INSTRUCTIONS FOR THE TASK:
Format the lines of data from the one holding "802, row 11." through the one holding "column 285, row 482", inclusive, as a JSON list of strings with one string per line, leaving out any blank lines.

— Start of RECORDS SUPPLIED —

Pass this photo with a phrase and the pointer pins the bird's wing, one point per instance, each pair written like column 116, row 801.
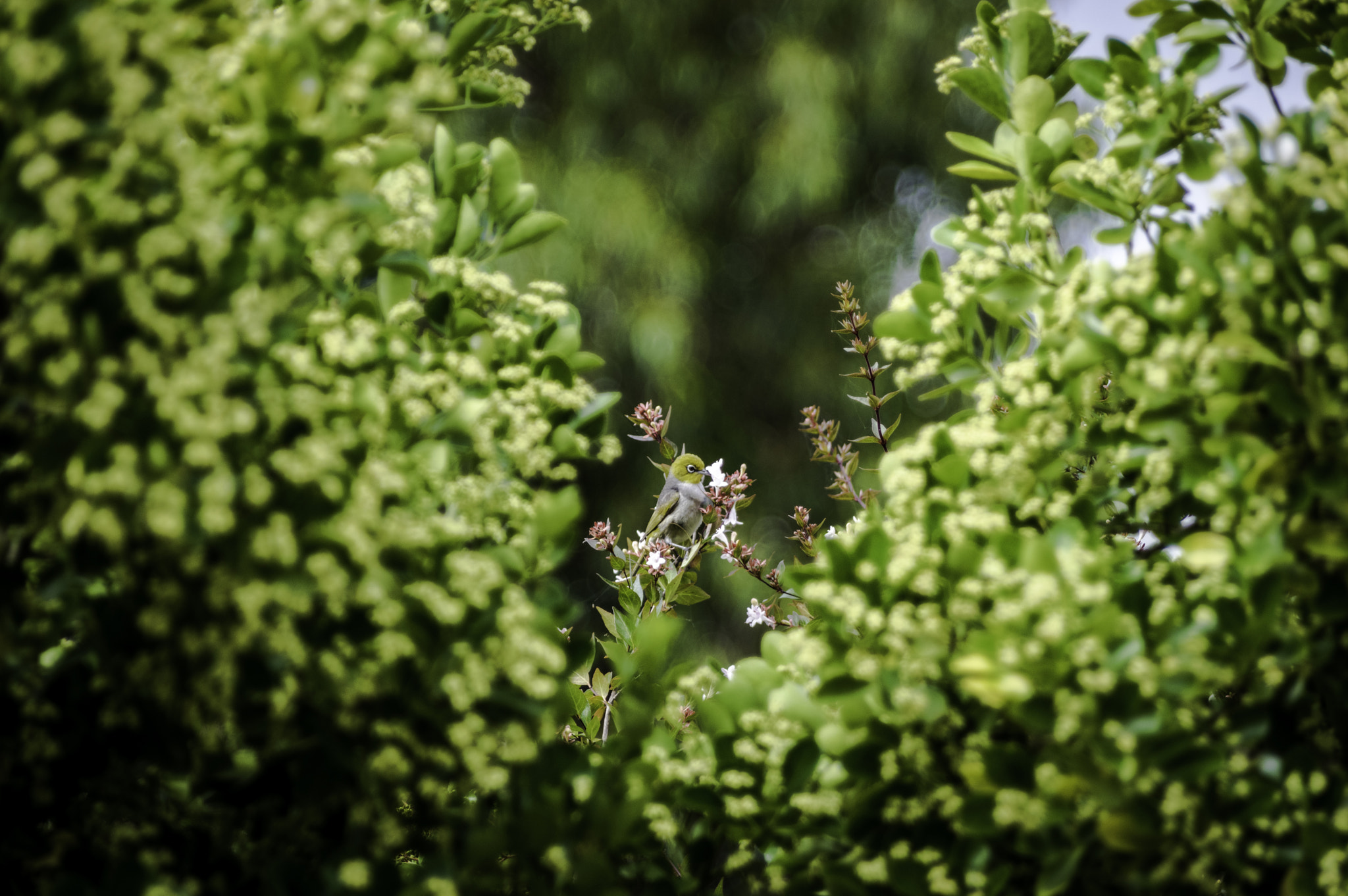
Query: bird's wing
column 669, row 497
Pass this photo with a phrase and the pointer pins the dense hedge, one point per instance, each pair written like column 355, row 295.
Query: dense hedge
column 284, row 468
column 284, row 478
column 1091, row 636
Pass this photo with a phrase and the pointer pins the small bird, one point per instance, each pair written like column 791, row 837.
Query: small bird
column 679, row 511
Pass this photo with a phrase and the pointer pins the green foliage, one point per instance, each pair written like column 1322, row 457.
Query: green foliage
column 286, row 473
column 1091, row 634
column 285, row 470
column 721, row 167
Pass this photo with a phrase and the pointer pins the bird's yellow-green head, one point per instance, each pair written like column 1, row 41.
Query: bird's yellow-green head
column 688, row 468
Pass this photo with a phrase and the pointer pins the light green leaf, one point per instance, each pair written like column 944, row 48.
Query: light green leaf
column 985, row 88
column 1031, row 104
column 531, row 228
column 1152, row 7
column 1092, row 74
column 980, row 172
column 1269, row 50
column 1269, row 10
column 981, row 149
column 1031, row 45
column 1205, row 551
column 1205, row 30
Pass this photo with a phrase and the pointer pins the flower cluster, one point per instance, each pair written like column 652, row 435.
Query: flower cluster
column 805, row 531
column 654, row 424
column 851, row 324
column 603, row 538
column 823, row 436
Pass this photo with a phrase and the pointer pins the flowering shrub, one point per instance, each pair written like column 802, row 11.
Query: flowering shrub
column 285, row 468
column 285, row 476
column 1089, row 634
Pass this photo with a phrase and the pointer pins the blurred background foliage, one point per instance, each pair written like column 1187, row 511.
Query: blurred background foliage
column 721, row 167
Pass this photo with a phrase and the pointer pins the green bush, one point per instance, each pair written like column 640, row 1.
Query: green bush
column 285, row 469
column 1091, row 635
column 285, row 482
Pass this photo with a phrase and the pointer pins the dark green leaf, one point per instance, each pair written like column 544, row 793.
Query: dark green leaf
column 985, row 88
column 406, row 262
column 1031, row 45
column 980, row 172
column 977, row 147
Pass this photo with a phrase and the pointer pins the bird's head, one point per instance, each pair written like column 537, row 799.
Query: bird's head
column 688, row 468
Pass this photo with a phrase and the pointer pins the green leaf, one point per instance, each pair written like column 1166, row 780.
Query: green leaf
column 928, row 294
column 583, row 361
column 987, row 23
column 396, row 153
column 608, row 623
column 531, row 228
column 1034, row 158
column 1318, row 81
column 1269, row 50
column 1057, row 135
column 1095, row 197
column 1201, row 59
column 1031, row 45
column 629, row 600
column 1058, row 871
column 1197, row 159
column 1116, row 236
column 1134, row 72
column 392, row 287
column 1205, row 30
column 465, row 33
column 596, row 406
column 981, row 149
column 1031, row 104
column 506, row 176
column 1172, row 22
column 980, row 172
column 1205, row 551
column 442, row 159
column 469, row 228
column 406, row 262
column 556, row 512
column 952, row 470
column 1269, row 10
column 1152, row 7
column 1092, row 74
column 1012, row 295
column 690, row 595
column 985, row 88
column 623, row 628
column 931, row 267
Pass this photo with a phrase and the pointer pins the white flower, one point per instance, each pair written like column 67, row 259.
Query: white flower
column 724, row 538
column 758, row 614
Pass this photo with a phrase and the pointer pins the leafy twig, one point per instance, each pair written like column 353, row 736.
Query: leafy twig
column 851, row 324
column 823, row 436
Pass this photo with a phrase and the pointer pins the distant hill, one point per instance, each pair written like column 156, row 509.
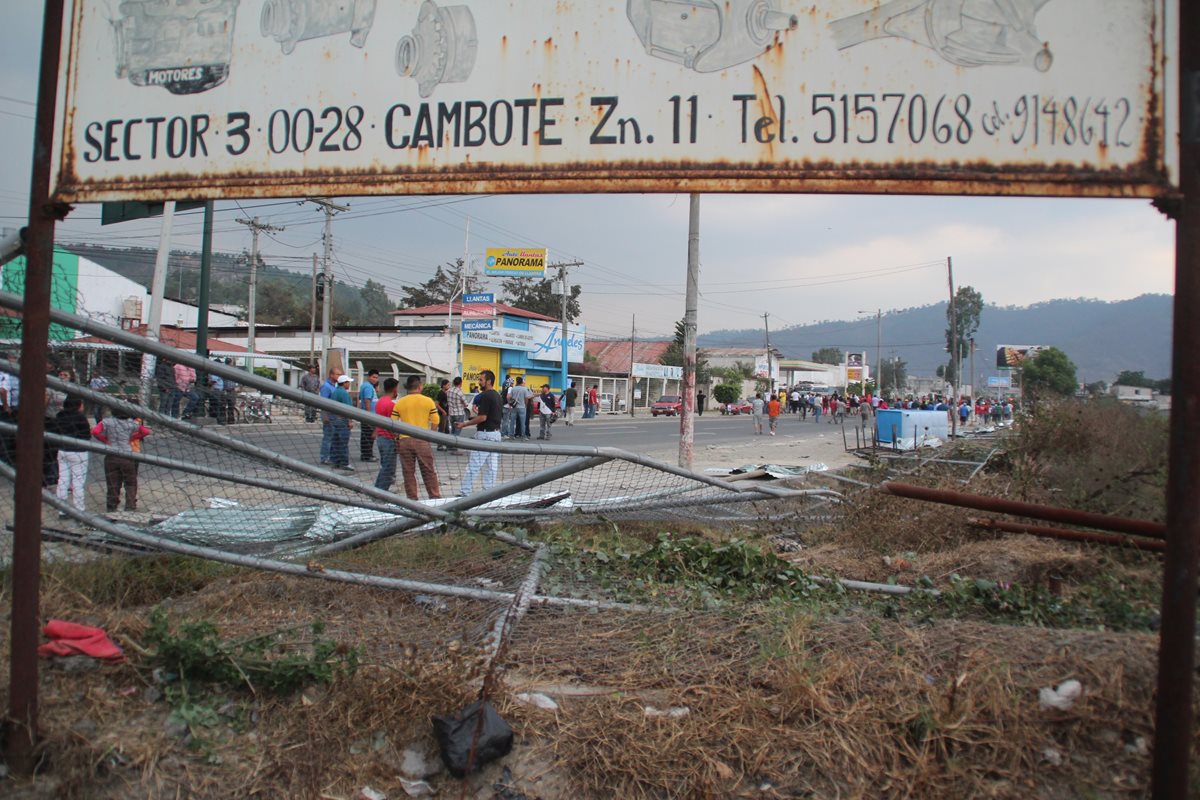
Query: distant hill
column 1101, row 337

— End of RECORDS SUPPLIED —

SOLUTION FOR THIS PROBLEM:
[
  "Pass this photo with a phrase and the pointer pins the flowering shrub, one point per instance, each pair written like column 802, row 11.",
  "Query: flowering shrub",
  "column 285, row 468",
  "column 285, row 476",
  "column 1089, row 634",
  "Pass this photo with a phrase and the pointer pins the blurred background foliage, one point per instance, each pair written like column 1187, row 511.",
  "Query: blurred background foliage",
  "column 721, row 167",
  "Pass this photo with a phrase and the pointer pins the green bush, one point per instance, each pair written like column 640, row 1.",
  "Query: green bush",
  "column 285, row 469",
  "column 1091, row 635",
  "column 285, row 482"
]